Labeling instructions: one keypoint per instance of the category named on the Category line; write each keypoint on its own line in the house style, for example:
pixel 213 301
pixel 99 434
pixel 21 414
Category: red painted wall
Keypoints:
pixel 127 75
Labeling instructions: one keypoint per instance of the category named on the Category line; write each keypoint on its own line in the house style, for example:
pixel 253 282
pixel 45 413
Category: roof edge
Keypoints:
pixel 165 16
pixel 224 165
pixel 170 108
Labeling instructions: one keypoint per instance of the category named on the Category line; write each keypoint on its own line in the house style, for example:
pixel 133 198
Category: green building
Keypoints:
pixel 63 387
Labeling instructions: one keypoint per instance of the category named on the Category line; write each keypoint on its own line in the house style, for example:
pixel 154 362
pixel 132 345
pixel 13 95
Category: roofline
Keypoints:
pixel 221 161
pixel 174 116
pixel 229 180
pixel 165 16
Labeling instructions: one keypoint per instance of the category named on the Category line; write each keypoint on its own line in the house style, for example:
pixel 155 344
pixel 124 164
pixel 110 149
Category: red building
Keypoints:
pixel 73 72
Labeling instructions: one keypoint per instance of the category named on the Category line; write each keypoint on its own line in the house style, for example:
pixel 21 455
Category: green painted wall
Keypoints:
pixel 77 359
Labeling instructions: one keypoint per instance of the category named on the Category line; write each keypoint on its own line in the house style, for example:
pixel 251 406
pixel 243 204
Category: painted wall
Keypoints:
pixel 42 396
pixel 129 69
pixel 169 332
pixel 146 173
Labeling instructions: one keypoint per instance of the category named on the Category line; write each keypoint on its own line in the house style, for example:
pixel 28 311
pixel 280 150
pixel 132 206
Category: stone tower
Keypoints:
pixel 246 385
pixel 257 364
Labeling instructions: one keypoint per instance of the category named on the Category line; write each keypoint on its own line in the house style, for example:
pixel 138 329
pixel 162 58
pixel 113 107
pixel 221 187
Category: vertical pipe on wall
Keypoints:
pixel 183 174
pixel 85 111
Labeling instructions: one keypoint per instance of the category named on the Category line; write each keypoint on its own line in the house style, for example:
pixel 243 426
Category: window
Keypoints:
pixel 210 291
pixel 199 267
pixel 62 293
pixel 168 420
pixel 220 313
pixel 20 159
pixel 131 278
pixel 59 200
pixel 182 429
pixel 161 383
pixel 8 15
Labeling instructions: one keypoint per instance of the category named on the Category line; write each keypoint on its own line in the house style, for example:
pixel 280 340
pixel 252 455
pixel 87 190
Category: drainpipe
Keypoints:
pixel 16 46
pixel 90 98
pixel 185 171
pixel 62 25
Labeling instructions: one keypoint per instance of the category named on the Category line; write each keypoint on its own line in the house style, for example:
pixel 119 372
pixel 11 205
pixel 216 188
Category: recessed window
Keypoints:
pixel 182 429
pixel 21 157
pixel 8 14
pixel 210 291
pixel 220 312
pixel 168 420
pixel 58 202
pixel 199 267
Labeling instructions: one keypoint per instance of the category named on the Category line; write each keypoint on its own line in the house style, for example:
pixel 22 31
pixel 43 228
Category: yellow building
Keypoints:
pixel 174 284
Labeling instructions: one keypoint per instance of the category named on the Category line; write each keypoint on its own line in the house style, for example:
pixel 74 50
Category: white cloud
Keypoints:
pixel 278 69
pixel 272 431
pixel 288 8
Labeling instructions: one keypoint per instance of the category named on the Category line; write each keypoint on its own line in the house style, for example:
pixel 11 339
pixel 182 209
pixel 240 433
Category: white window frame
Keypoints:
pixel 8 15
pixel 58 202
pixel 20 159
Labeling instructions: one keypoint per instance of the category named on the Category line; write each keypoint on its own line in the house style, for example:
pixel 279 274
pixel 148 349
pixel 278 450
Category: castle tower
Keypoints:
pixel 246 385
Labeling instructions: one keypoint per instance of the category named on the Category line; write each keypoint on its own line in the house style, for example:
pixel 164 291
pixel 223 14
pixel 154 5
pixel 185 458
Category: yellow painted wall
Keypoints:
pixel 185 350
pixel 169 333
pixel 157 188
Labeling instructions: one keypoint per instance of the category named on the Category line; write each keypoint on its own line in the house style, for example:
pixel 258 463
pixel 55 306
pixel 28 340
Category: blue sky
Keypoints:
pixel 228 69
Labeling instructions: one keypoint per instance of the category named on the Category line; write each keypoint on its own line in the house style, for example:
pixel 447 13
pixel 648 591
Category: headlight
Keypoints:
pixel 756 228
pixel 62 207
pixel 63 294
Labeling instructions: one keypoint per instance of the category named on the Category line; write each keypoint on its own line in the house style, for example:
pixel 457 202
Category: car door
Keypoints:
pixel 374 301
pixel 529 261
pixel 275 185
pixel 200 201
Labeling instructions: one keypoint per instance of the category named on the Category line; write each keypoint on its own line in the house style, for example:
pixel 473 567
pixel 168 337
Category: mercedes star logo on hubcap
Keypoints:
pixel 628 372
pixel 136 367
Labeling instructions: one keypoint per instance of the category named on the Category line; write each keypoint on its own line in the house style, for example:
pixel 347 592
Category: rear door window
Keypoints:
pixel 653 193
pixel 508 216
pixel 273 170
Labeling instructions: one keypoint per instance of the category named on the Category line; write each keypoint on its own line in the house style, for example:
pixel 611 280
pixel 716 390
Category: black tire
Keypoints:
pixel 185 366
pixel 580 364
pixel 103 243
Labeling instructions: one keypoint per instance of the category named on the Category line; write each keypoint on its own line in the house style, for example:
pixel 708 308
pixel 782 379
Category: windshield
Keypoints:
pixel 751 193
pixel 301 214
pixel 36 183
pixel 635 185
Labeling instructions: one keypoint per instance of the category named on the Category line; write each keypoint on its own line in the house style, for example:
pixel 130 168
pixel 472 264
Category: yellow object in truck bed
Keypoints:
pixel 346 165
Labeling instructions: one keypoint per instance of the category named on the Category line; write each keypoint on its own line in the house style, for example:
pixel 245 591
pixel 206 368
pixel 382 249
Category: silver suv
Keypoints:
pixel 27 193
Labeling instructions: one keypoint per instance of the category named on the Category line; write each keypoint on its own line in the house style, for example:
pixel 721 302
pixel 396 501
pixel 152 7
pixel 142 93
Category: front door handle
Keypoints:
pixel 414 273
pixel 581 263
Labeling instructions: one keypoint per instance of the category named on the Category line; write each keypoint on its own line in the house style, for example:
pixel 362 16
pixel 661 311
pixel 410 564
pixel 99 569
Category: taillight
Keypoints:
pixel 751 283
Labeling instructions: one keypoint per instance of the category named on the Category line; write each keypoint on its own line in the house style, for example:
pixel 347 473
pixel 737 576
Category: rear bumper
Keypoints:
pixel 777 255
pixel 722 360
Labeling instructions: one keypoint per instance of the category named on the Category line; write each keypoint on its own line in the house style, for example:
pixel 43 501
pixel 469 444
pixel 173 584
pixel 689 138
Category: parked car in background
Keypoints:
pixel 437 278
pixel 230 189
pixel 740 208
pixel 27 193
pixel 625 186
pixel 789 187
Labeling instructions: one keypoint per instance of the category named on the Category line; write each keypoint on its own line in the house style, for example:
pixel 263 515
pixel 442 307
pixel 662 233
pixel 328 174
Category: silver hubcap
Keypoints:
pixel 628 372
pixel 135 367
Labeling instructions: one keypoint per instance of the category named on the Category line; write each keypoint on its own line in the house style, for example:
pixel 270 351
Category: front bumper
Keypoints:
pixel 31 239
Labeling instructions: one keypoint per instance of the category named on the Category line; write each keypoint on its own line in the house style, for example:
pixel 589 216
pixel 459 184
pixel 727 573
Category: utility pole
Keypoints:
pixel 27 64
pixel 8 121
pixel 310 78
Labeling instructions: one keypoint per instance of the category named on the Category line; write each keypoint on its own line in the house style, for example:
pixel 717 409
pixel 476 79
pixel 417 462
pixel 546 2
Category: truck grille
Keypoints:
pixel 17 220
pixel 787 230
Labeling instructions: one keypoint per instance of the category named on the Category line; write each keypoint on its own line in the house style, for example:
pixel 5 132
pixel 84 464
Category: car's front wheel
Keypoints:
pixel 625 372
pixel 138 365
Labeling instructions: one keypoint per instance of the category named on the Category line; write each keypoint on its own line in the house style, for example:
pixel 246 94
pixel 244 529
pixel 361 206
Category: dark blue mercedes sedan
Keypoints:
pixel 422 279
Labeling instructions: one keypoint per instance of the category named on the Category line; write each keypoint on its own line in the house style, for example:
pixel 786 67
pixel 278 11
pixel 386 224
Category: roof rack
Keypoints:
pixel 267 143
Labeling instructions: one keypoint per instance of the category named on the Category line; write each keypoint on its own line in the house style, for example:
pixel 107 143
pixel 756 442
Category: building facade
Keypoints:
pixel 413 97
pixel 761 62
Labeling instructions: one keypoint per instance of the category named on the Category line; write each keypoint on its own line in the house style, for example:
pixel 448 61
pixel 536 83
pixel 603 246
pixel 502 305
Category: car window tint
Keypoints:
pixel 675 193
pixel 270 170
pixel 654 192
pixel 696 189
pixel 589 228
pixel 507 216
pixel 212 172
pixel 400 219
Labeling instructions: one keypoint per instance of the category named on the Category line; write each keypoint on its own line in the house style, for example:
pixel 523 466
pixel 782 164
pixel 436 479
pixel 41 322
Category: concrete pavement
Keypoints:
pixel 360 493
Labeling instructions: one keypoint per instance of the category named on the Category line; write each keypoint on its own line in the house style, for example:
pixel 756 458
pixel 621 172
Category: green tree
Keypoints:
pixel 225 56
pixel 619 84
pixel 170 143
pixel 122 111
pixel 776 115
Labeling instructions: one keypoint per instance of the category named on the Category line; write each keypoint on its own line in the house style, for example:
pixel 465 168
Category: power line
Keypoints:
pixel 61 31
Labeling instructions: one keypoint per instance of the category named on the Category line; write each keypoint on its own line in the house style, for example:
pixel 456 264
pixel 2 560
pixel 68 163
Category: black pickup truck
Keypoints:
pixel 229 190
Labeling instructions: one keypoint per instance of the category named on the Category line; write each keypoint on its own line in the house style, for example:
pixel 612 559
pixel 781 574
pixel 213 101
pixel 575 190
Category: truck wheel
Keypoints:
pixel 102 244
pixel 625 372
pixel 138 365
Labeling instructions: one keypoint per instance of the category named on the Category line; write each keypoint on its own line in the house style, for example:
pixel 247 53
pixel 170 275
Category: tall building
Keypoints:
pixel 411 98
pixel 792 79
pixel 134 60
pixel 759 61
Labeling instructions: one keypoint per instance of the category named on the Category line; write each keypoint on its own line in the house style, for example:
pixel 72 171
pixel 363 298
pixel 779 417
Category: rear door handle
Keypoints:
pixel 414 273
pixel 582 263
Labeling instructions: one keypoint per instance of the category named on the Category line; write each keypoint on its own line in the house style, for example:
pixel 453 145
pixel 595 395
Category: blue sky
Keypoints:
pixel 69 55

____

**TASK TO CARRY OUT:** List every line of the records above that contains the word "handle", copying each line in full.

**EXERCISE RESPONSE:**
Category: front door handle
Category: rear door handle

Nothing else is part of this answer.